» Excerpt
○ ○ ○ ○ ○

# Tuning Adapter trouble: Cisco STA 1520



## gsutkin (Oct 7, 2007)

Here’s one for those of you who like a good cable card/digital tuning adapter mystery:

I have four tiVos, each one with a cable card and connected to a digital turning adapter (Cisco STA 1520), from Spectrum Time Warner, in Kansas City. Everything working fine until a few weeks ago.

I started having difficulty getting some of the SDV channels, Like HBO, Showtime, and Big Ten network,　on three of the TiVos. tried rebooting the TAs, but no improvement. The spectrum technician told me my signal was fine coming into the house and coming out of the outlets. The Bolt that was working fine was connected to the newest adapter, so I suspected that the older three TAs were malfunctioning.

I ordered three new TAs, and tried out each one with my Bolt. The first two, while booting up, showed repeating pairs of green blinks, which I understand means that they were dead on arrival. The third one, while booting up, went to repeated fast blanks, and could never fully boot up. Disgusted with my three new TAs, I went back to the old TA, which remember got basic channels, but not SDV channels, and it also went to the repeated fast blanks, never probably booting up. Now instead of getting some channels, I get no channels.

Any ideas? Isn't it strange that 3 TAs (or 3 cable cards?) would start malfunctioning at the same time? I still think it’s the TAs, other spectrum asked me to contact TiVo to see if it could be the tivos .

Thanks
Gary
Kansas City
2 bolts, 1 roamio, and 1 premier


----------



## bjstick (Jan 30, 2018)

I had the exact same thing happen to me. The issue ended up being provisioning on Spectrum's side. I went through 3 TAs and multiple truck rolls before someone high enough up understood what was going on. Apparently my case was well documented in their system as this was a system-wide issue in my area. I am in Maine.


----------



## UCLABB (May 29, 2012)

gsutkin said:


> Here's one for those of you who like a good cable card/digital tuning adapter mystery:
> 
> I have four tiVos, each one with a cable card and connected to a digital turning adapter (Cisco STA 1520), from Spectrum Time Warner, in Kansas City. Everything working fine until a few weeks ago.

○ ○ ○ ○ ○

» Rows

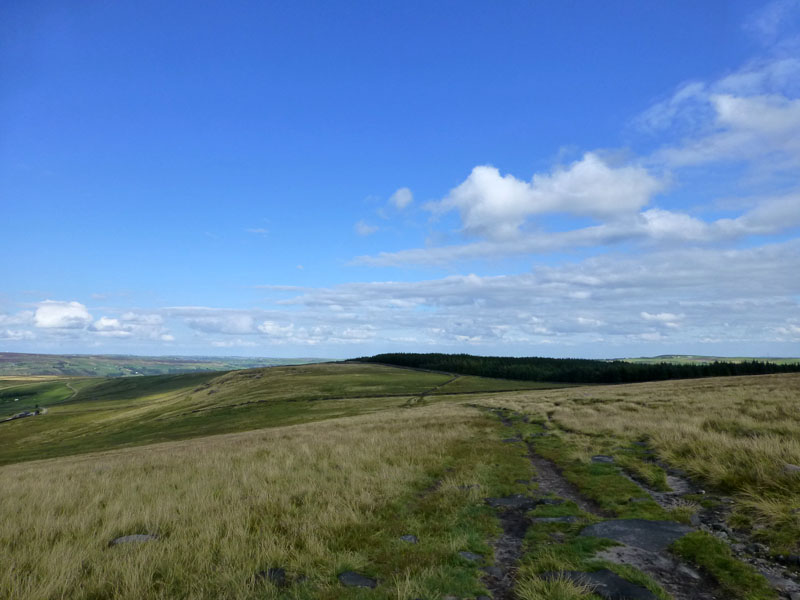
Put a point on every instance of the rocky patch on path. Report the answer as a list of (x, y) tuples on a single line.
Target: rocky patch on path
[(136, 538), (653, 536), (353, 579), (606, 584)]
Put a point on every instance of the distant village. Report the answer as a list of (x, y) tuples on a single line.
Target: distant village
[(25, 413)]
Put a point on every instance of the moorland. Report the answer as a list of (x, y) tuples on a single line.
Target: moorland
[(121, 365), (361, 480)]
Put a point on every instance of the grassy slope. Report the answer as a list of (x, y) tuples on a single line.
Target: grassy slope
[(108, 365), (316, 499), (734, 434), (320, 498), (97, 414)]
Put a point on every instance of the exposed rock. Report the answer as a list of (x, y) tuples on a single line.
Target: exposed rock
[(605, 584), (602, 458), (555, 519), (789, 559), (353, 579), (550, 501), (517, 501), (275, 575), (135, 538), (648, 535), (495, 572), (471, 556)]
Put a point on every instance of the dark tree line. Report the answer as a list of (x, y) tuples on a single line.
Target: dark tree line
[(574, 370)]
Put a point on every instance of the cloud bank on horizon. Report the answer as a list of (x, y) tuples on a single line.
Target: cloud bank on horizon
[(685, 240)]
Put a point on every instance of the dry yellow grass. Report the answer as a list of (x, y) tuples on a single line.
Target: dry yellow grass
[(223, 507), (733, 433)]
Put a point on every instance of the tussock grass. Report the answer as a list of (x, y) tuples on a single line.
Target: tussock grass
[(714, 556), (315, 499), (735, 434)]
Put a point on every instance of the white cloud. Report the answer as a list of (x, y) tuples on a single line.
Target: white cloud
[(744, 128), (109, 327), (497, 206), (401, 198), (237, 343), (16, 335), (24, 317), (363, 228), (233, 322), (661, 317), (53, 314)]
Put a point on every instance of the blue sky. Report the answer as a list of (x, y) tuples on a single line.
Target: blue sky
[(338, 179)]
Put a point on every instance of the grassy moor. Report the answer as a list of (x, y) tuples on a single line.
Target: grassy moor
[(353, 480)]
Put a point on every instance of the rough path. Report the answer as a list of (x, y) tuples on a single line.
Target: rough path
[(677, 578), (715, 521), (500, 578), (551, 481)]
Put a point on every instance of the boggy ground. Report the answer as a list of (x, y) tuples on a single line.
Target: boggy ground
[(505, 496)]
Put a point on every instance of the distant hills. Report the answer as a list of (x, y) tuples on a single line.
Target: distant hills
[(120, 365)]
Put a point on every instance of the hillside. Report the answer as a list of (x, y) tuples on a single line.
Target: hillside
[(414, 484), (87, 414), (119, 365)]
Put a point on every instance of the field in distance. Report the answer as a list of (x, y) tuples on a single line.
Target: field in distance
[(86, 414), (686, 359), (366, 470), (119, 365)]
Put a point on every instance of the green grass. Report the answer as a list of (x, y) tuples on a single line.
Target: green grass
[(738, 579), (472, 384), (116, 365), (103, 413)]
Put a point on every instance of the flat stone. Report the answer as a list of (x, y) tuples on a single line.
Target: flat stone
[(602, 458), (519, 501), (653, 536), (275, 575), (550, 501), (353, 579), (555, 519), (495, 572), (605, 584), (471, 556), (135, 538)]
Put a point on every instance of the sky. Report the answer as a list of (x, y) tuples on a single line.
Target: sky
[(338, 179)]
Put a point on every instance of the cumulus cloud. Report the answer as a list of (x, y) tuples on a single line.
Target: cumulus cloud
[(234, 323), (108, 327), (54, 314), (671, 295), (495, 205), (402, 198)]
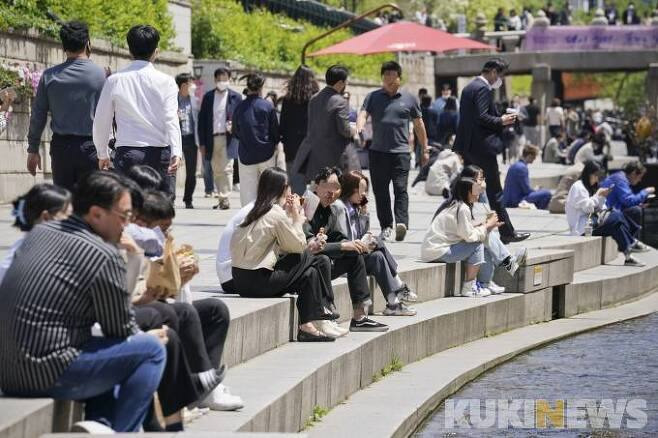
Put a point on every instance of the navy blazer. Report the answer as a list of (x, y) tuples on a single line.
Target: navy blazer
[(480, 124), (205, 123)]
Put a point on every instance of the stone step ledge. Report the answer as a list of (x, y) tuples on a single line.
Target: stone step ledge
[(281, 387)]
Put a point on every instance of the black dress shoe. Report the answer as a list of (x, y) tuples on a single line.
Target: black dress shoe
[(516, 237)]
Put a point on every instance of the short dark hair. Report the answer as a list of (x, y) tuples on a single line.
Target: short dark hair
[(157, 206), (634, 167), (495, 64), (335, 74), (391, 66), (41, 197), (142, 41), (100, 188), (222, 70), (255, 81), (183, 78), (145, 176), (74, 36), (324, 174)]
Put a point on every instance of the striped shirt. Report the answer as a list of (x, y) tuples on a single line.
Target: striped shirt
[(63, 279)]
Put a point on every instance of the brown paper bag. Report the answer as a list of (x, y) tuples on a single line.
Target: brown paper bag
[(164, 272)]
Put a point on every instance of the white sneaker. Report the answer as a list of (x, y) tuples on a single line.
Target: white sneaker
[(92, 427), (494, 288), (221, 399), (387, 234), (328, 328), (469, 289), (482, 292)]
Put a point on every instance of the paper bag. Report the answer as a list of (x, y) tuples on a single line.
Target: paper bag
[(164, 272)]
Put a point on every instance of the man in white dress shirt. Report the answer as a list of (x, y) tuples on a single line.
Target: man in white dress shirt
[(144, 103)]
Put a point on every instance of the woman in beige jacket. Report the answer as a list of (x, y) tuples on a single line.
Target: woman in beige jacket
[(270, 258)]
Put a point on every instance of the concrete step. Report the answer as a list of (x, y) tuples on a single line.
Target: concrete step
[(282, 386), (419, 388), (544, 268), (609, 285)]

○ ○ ○ ○ ○

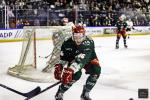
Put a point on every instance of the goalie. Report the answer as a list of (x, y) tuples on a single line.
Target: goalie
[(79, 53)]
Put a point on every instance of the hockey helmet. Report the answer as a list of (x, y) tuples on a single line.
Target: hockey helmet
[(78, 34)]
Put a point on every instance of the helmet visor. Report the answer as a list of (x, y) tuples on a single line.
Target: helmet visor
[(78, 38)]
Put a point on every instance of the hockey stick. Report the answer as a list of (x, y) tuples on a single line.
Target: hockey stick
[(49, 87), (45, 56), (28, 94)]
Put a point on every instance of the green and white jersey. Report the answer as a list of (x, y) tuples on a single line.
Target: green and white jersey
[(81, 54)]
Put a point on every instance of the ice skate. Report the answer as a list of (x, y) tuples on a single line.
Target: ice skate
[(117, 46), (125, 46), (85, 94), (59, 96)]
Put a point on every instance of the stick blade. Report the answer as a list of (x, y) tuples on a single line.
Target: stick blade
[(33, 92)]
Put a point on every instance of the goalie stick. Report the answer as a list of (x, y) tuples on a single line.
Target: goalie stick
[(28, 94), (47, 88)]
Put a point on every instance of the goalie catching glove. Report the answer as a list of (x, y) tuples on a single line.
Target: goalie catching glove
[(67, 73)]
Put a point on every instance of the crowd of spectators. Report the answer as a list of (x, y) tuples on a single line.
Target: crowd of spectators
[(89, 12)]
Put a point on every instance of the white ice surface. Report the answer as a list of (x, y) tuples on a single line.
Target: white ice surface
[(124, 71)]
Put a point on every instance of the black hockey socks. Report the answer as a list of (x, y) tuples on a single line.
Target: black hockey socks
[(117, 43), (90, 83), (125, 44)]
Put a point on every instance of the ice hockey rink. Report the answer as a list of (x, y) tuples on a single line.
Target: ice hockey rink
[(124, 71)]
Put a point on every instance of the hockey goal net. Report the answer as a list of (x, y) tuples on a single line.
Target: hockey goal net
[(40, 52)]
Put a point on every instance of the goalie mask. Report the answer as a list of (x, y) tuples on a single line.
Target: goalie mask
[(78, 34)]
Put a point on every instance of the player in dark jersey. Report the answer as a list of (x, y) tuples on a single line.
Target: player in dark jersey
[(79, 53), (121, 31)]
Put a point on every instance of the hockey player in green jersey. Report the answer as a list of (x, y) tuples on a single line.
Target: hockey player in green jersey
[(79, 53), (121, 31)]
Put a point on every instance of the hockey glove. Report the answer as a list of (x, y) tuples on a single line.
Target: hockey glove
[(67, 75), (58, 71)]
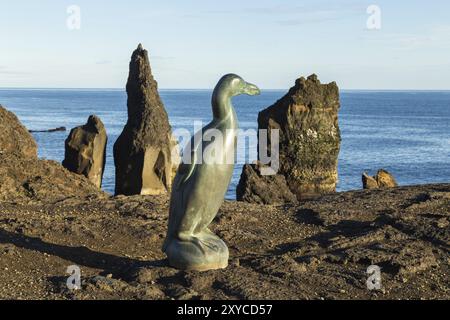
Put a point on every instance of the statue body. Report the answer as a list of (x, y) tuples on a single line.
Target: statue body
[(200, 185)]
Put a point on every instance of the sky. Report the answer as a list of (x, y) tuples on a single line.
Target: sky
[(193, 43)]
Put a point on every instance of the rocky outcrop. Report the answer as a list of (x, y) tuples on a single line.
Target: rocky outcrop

○ ○ ○ ○ ○

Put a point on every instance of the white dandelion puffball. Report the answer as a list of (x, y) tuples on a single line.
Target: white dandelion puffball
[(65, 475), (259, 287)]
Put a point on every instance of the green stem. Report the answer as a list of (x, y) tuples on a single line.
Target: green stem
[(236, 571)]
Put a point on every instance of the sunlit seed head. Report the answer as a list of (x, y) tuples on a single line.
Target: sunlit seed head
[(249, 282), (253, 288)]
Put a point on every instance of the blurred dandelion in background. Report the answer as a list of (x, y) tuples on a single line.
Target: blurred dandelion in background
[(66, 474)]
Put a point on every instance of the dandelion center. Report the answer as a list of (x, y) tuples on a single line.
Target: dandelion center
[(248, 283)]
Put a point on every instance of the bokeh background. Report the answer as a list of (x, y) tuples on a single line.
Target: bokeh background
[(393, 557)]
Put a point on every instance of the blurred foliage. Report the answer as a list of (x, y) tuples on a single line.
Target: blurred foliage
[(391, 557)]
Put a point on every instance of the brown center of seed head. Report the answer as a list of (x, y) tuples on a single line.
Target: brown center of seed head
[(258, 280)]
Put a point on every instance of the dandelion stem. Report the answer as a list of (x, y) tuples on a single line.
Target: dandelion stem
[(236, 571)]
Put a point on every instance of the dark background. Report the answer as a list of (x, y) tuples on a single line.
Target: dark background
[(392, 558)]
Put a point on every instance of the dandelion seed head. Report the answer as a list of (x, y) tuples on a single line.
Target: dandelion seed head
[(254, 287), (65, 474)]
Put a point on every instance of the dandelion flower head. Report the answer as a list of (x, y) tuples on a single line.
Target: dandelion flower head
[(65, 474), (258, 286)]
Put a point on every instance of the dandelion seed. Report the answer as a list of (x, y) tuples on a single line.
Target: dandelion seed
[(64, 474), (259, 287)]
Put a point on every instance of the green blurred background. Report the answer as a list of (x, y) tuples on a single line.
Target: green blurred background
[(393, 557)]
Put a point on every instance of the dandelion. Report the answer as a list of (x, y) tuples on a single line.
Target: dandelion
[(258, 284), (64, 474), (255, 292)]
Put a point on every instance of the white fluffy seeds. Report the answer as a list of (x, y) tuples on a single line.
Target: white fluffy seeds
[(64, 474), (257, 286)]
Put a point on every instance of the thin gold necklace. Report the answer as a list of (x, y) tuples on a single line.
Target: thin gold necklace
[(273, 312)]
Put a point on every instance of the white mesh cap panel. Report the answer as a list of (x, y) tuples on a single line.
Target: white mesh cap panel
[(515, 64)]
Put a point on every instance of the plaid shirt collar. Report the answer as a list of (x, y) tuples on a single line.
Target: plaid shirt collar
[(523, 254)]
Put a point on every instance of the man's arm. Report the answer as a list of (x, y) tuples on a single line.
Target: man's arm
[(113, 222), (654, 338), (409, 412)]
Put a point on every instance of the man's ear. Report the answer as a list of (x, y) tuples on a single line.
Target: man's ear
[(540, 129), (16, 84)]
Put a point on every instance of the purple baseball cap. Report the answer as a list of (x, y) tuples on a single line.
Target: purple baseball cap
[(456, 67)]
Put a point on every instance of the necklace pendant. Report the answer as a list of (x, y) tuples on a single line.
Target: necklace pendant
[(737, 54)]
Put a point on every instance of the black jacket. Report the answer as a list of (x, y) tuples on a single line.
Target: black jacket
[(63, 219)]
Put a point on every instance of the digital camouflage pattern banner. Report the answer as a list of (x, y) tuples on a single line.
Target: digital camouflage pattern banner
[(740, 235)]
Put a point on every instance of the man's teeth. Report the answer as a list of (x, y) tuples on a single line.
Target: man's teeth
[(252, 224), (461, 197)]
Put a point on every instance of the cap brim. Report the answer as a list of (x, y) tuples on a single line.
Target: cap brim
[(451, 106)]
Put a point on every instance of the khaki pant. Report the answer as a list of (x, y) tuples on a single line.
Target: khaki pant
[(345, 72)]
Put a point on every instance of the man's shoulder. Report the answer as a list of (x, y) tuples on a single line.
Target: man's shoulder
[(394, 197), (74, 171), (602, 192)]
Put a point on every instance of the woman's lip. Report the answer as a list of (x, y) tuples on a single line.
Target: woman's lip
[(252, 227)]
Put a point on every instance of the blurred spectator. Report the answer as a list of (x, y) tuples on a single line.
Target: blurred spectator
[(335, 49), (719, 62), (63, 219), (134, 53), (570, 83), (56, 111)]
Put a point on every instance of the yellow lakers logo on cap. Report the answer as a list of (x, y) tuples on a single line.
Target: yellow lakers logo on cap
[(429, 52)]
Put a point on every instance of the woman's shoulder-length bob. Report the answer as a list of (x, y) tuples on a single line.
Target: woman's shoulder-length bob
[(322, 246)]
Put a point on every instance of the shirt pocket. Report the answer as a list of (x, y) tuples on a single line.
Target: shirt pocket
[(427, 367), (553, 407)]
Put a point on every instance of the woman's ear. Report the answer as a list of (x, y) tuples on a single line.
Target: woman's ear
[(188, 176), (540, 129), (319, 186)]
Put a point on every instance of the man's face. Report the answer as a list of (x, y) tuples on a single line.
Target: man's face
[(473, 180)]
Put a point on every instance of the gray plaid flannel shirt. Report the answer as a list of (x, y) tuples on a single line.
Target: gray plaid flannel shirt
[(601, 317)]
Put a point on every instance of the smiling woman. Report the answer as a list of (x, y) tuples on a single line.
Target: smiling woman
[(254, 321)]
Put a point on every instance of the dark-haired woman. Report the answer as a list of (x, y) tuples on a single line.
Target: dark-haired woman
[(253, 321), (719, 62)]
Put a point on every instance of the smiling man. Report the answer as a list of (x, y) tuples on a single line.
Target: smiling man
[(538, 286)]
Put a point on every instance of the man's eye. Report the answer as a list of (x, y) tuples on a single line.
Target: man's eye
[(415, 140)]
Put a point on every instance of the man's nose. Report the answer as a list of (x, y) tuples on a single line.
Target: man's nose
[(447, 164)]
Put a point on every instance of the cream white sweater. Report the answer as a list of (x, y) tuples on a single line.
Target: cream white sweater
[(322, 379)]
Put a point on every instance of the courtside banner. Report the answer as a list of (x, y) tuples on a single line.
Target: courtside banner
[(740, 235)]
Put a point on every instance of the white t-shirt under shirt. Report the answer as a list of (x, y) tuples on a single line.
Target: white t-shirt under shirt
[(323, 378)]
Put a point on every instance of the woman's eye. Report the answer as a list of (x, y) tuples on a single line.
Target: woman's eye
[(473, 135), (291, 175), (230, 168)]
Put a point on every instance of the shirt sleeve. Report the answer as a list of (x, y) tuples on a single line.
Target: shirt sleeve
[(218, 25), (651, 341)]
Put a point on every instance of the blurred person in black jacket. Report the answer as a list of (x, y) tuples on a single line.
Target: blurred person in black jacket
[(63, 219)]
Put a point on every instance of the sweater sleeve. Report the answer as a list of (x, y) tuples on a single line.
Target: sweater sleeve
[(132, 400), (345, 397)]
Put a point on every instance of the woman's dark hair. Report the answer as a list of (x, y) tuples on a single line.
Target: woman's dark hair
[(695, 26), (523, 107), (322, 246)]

○ ○ ○ ○ ○

» Task description
Answer these questions from the tuning adapter thread above.
(a) How many TiVos does the person who started the thread have?
(b) What did bjstick say the problem turned out to be?
(c) In which state does bjstick live?

» Solution for this task
(a) Four.
(b) Provisioning on Spectrum's side.
(c) Maine.